#### The problem:
Can you quote the records below in full, word for word?

-- Begin Record excerpts --

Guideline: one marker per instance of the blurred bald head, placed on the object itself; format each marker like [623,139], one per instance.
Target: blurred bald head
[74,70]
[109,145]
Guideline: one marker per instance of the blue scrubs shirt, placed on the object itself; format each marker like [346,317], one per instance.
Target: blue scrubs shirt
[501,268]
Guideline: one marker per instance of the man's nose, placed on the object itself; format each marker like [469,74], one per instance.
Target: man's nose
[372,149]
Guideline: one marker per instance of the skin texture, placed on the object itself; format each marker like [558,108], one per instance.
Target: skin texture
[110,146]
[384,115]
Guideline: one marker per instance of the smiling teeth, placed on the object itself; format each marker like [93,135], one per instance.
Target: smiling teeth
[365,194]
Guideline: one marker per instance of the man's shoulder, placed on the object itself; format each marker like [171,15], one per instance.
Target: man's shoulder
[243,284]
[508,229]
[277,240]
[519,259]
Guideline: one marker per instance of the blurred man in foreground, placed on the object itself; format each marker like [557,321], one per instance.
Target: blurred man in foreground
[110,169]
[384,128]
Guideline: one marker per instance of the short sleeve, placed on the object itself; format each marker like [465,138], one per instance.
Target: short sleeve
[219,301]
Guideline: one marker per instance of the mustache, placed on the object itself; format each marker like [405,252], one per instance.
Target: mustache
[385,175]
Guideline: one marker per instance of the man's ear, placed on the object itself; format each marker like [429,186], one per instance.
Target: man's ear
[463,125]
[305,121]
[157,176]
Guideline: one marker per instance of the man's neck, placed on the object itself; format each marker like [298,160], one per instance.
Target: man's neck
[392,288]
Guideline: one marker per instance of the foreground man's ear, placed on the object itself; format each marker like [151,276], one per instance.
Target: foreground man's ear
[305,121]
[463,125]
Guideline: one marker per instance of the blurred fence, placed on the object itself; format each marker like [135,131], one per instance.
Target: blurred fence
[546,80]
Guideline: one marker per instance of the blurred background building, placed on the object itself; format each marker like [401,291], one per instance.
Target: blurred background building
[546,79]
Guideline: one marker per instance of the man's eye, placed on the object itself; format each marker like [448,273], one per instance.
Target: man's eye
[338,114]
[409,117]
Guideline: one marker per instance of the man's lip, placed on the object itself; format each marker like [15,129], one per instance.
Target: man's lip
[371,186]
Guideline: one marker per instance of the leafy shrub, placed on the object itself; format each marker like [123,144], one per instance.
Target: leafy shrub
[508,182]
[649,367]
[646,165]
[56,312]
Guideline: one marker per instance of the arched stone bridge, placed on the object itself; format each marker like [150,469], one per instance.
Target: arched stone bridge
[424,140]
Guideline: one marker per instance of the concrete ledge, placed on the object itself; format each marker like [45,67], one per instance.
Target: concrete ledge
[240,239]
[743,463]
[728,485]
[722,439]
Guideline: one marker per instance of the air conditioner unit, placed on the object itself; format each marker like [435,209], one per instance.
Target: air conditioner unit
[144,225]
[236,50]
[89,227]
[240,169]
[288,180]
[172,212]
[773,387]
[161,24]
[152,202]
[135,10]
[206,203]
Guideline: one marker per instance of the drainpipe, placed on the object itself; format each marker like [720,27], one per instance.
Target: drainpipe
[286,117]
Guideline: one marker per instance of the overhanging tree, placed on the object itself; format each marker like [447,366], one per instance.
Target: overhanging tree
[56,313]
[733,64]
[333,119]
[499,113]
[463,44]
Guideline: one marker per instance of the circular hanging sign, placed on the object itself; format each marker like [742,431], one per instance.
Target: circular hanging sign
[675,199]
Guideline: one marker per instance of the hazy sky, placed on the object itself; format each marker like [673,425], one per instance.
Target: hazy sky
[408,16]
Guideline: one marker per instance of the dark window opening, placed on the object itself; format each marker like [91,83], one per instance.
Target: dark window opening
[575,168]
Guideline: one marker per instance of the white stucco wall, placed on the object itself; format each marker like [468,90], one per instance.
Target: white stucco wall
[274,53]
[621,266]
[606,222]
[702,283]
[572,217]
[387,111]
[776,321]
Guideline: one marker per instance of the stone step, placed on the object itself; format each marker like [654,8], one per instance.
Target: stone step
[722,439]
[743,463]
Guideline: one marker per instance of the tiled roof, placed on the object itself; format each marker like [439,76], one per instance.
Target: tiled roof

-- End Record excerpts --

#### The solution:
Guideline: one marker per instance of the blurred bald head, placed on the object itself; format each marker like [623,139], one per instance.
Target: blurred bald head
[74,70]
[109,145]
Guideline: one marker per instance of the blue scrubs shirt, placed on the object itself; format each marker like [346,317], one per instance.
Target: blue scrubs shirt
[501,268]
Guideline: one marker per instance of the man's nose, placed on the object itself; format each marker like [469,74], one per instance.
Target: man's nose
[372,149]
Guideline: one marker per instance of the skin texture, placed on the object itself; format each marker like [558,108], one per instance.
Target: skin texture
[110,146]
[384,115]
Guideline: one marker per instance of the smiling teeth, placed on the object itself; format each marker like [93,135], one per instance.
Target: smiling teeth
[365,194]
Guideline: one marker per instance of the man's shoulder, placed on the object itself; format each marker like [171,15], one per instance.
Target: man's shoulder
[243,284]
[508,229]
[277,240]
[519,259]
Guideline: one marker per instance of the blurred man in foreground, placed on the object itself; format each marker like [557,321], one per instance.
Target: blurred man in foreground
[110,169]
[384,128]
Guideline: one marker per instance of the short sleeve, placed on the object itself; format each marker like [465,138], one per instance.
Target: short sleeve
[219,301]
Guideline: one marker per instance of the mustache, placed on the object itself; format each marker like [405,252], one per instance.
Target: mustache
[385,175]
Guideline: one marker per instance of the man's ear, placed on the object itself; format each marker like [429,186], one per instance.
Target: man's ear
[463,125]
[305,121]
[157,176]
Guideline: one marker per instance of the man's neck, placed on the object itself; format each marker like [298,160], one per instance.
Target: man's neck
[392,288]
Guideline: one marker per instance of the foreground man's ear, placed on the object itself; format each marker like [151,276], one per instance.
Target: foreground man's ear
[305,121]
[463,125]
Guideline: one marker per instance of the blurred fence, placed on the object itself; format each marker like [135,131], one per instance.
Target: blurred fence
[546,80]
Guideline: one marker per instance of the blurred background building, placed on the object itself; format each marker like [401,291], one per instance.
Target: blurred background building
[546,79]
Guideline: one marker per instance of the man's eye, placed on the object itself; format each marker like [448,273], one per instance.
Target: man's eye
[338,114]
[409,117]
Guideline: one marker per instance of the man's lip, placed on the object itself; format each marker like [15,129], one per instance.
Target: man's lip
[371,186]
Guideline: one marker per instance of the leafy shrub, placed on the object itself; format each marker like [123,144], one per instance.
Target: leafy shrub
[508,182]
[649,367]
[646,165]
[56,312]
Guideline: one marker per instance of the arched stone bridge, placed on the object itself; format each marker like [150,469], one per instance.
Target: arched stone bridge
[424,140]
Guideline: one marker per instance of the concrete ledge, placed on the object itself; format each marker like [45,67], one per instance.
Target: concrete ledge
[240,239]
[743,463]
[728,485]
[722,439]
Guideline: one marker per instance of the air conditioner unit, placed on the object itself; format each marker like [435,209], one per instance.
Target: air conditioner unit
[144,225]
[236,50]
[89,227]
[240,169]
[288,180]
[172,212]
[773,387]
[161,24]
[152,202]
[135,10]
[206,203]
Guideline: one marker per instance of the drainpipe, placed on the object itself; format each marker like [720,27], one per instance.
Target: drainpipe
[286,117]
Guideline: one marker per instance of the overhanging tree, placed on the object itself; format each marker like [447,366], one per instance.
Target: overhanging tree
[56,313]
[733,64]
[333,119]
[499,113]
[463,44]
Guideline: one marker per instance of the circular hanging sign, placed on the object itself; format each marker like [742,431], one per instance.
Target: circular hanging sign
[675,199]
Guideline: one marker per instance of the hazy sky, placed on the object itself; format each marker like [673,425], one per instance.
Target: hazy sky
[408,16]
Guideline: one marker per instance of the dark window opening, placed on the object itself; format each marker like [91,83], one per instance.
Target: dark window opening
[575,168]
Guideline: one marker per instance of the white stucco wall, placed on the object itself; format each marker like [468,90], one per instance.
Target: white stucco wall
[274,53]
[621,266]
[606,222]
[702,283]
[572,217]
[387,111]
[776,321]
Guideline: one marker per instance of the stone step, placed on the object itself; format each marker like [654,8], one per instance.
Target: stone step
[722,439]
[743,463]
Guideline: one marker per instance of the tiled roof, placed on the object itself; format each marker like [439,76], one per instance.
Target: tiled roof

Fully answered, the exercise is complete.